▶ _Exercise aim_
Extract every entry word for word.

▶ _Input for this task_
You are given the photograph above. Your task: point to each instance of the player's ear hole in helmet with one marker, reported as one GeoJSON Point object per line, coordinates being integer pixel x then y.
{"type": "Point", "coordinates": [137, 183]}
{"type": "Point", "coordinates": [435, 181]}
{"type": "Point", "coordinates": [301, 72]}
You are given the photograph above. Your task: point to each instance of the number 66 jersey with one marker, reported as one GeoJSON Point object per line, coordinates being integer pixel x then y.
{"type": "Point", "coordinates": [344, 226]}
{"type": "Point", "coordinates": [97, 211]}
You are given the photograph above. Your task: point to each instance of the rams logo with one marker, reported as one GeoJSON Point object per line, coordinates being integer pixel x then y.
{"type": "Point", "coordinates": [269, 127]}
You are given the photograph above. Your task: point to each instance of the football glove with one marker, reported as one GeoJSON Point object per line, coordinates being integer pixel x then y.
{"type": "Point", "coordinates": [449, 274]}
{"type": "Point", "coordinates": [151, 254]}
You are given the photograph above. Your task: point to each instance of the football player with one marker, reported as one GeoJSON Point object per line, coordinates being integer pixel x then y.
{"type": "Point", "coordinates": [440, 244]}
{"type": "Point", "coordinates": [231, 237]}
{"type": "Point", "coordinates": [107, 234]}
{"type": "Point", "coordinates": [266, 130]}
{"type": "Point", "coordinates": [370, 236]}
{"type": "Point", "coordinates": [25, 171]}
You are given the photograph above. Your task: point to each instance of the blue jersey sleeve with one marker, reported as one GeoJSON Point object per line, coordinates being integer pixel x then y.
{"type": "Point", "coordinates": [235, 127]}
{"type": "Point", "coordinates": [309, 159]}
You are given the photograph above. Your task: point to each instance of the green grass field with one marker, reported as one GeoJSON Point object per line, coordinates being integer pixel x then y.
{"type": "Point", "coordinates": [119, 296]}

▶ _Final result_
You are given the photograph above. Your task: point to each instance of the player's ear hole in helmet with one marker, reported as one GeoJSON Point object per line, coordinates being integer pixel x then y.
{"type": "Point", "coordinates": [137, 183]}
{"type": "Point", "coordinates": [435, 181]}
{"type": "Point", "coordinates": [301, 72]}
You are given the photograph above. Your task: point to each instance of the number 66 jersey with one marker, reported as one GeoJSON Point object per line, coordinates being integer pixel x then y.
{"type": "Point", "coordinates": [344, 226]}
{"type": "Point", "coordinates": [97, 211]}
You are given the photograph above. Your task: point to each instance of the rams logo with one marker, reported as one GeoJSON Point object per line, coordinates being integer pixel x then y.
{"type": "Point", "coordinates": [269, 127]}
You are given the photograph above. Your task: point to each instance of the football glove with one marker, reported as one GeoJSON Point object per line, coordinates being integer pixel x then y.
{"type": "Point", "coordinates": [449, 274]}
{"type": "Point", "coordinates": [151, 254]}
You are given the photograph above. Your task: point to each instance of the football player with one marker, reported as one GeoJSON Point object per line, coordinates being integer pixel x then y.
{"type": "Point", "coordinates": [440, 244]}
{"type": "Point", "coordinates": [231, 237]}
{"type": "Point", "coordinates": [107, 234]}
{"type": "Point", "coordinates": [266, 130]}
{"type": "Point", "coordinates": [370, 236]}
{"type": "Point", "coordinates": [25, 171]}
You are given the photograph above. Your task: point to each instance of the blue jersey sleeve with one marker, reported as one GeoJSON Point object per line, coordinates being integer pixel x then y.
{"type": "Point", "coordinates": [235, 127]}
{"type": "Point", "coordinates": [309, 159]}
You are given the photograph above. Your task: point to each instance of the green grass field with one marker, reported as one GeoJSON Point object per line, coordinates being integer pixel x then y.
{"type": "Point", "coordinates": [119, 296]}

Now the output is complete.